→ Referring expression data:
============================================================
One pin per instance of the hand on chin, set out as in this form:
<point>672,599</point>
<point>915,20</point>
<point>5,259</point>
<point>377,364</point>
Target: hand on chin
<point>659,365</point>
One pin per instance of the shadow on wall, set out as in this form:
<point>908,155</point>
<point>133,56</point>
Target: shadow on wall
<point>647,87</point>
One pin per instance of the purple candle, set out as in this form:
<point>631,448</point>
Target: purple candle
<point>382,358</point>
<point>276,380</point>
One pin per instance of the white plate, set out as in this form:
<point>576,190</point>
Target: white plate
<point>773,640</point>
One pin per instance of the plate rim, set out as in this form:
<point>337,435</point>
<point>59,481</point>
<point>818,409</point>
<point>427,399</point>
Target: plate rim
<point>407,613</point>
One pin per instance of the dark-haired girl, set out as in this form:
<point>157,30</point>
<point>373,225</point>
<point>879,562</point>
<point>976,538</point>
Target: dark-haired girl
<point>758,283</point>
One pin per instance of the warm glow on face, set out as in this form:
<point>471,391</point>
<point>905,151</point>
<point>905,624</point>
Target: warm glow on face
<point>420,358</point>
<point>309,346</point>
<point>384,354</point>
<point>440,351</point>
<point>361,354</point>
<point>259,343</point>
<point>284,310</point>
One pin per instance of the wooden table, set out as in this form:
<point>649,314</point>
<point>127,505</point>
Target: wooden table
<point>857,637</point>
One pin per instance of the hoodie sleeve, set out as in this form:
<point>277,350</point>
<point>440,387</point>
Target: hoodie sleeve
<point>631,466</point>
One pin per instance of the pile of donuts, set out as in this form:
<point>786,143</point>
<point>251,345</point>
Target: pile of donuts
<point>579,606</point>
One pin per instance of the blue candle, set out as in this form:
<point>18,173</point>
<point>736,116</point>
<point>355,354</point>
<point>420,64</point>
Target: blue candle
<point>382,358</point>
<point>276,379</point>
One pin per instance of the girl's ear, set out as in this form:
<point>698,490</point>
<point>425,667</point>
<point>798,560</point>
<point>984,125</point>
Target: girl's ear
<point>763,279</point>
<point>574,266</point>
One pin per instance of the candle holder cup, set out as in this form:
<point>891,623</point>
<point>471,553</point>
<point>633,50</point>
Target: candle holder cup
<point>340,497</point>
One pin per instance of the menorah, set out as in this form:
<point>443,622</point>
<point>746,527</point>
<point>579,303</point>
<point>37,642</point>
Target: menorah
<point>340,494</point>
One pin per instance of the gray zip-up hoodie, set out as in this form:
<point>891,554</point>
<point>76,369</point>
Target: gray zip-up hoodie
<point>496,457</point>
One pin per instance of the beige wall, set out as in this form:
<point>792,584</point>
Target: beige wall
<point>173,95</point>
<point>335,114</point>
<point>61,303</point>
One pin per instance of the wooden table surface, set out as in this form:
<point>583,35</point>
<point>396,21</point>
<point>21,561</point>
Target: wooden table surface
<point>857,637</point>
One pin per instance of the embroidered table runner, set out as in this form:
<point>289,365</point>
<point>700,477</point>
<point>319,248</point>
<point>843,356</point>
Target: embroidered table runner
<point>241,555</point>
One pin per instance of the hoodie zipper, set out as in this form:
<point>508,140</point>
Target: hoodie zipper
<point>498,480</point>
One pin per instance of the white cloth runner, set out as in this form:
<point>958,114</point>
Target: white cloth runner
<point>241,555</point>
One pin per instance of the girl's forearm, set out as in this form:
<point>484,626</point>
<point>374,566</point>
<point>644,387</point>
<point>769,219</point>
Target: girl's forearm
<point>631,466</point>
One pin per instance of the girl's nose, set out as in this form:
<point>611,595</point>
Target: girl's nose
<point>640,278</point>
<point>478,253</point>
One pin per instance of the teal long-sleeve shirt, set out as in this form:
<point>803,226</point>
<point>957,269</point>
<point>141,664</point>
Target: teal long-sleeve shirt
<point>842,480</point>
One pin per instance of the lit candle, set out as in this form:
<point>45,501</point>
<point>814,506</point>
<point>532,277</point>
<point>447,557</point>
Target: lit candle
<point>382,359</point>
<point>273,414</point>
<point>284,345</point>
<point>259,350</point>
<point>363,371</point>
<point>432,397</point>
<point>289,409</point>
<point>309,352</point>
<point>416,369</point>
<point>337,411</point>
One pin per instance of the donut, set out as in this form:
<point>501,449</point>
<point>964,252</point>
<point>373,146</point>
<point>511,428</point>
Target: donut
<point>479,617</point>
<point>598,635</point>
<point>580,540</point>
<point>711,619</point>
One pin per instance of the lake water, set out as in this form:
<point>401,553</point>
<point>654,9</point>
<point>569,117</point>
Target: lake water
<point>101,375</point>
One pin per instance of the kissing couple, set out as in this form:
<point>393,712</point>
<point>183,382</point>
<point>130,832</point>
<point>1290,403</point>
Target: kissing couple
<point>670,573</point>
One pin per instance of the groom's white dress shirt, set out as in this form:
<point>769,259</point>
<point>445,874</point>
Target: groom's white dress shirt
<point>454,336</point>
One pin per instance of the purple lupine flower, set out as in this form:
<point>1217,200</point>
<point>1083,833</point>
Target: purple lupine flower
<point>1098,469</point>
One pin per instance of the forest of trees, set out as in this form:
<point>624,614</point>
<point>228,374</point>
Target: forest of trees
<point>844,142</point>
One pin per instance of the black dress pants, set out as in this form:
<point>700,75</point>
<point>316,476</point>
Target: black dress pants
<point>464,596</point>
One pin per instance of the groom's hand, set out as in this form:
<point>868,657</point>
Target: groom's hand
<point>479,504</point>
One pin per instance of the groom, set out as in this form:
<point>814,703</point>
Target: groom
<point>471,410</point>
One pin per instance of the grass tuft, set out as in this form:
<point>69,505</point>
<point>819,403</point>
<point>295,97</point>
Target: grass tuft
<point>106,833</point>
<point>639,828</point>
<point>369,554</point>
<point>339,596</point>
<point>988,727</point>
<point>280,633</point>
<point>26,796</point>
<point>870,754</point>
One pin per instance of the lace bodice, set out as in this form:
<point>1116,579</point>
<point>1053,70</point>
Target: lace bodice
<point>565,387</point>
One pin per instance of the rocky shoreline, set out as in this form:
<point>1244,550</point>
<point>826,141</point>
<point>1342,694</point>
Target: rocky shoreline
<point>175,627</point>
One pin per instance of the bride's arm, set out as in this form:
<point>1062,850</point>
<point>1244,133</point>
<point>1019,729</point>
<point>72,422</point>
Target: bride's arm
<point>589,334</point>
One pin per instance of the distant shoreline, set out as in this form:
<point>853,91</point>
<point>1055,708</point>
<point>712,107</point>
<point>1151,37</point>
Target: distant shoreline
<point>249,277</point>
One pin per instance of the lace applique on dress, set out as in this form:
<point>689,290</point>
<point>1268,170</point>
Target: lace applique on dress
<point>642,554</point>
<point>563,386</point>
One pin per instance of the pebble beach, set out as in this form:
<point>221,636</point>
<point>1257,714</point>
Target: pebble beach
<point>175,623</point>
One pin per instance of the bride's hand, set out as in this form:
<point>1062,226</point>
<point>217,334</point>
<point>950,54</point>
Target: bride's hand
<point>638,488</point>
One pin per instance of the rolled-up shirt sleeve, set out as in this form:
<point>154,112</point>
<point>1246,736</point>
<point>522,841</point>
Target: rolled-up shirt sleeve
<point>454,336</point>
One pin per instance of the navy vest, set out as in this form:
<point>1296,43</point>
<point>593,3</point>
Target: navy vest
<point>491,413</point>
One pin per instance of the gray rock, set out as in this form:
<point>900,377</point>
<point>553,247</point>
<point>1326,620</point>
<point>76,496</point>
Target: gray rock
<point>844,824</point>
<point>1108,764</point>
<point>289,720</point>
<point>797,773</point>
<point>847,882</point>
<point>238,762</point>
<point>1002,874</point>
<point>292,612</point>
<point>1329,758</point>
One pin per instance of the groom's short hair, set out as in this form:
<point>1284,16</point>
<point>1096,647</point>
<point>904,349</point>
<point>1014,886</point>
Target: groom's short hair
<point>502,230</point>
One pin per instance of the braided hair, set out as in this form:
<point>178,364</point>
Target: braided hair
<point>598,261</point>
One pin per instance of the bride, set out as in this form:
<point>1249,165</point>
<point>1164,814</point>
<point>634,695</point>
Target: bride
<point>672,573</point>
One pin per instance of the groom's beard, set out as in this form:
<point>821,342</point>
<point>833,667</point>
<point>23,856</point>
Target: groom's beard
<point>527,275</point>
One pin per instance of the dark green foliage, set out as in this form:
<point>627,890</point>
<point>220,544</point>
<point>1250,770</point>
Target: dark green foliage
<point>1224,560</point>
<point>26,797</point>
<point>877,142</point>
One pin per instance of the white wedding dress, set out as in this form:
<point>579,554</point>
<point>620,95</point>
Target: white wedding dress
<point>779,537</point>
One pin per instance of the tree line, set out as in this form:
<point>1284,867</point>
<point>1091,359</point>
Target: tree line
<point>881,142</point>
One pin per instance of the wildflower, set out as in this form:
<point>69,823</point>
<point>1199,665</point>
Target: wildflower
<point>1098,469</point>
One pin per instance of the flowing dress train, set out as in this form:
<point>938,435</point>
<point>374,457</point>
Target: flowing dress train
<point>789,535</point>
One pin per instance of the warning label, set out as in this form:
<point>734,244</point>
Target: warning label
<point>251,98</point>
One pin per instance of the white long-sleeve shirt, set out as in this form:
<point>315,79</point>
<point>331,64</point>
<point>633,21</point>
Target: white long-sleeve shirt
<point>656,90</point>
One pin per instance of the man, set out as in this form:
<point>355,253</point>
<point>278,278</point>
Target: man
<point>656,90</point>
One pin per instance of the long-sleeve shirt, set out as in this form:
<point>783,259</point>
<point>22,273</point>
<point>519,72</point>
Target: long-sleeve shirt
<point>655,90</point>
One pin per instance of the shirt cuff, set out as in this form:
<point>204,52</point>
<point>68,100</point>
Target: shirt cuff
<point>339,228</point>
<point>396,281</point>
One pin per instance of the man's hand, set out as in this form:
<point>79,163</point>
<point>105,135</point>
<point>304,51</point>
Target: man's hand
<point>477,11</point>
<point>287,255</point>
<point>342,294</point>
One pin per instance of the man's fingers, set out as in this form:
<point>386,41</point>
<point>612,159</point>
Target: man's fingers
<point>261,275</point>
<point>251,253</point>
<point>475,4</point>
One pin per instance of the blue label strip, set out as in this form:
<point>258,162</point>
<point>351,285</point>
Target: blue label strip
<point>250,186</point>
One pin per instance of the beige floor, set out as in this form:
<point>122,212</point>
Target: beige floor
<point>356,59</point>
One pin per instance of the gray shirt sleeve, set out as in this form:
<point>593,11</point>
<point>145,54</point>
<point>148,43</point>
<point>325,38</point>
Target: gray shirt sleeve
============================================================
→ WHAT YOU NEED TO DO: Nothing but the lines from the top of the entries above through the line with "<point>59,481</point>" should be set down, each exactly as written.

→ SOLUTION FOR THIS EXERCISE:
One pin per instance of the hand on chin, set out as in this form:
<point>672,599</point>
<point>915,20</point>
<point>5,259</point>
<point>377,364</point>
Target: hand on chin
<point>659,365</point>
One pin per instance of the shadow on wall, set out as in this form:
<point>908,155</point>
<point>133,56</point>
Target: shadow on wall
<point>647,87</point>
One pin per instance of the purple candle, set out as in this form:
<point>631,448</point>
Target: purple candle
<point>382,358</point>
<point>276,380</point>
One pin per instance of the white plate, set out as in this form:
<point>576,190</point>
Target: white plate
<point>773,640</point>
One pin per instance of the plate rim, set out as in this form:
<point>337,435</point>
<point>59,481</point>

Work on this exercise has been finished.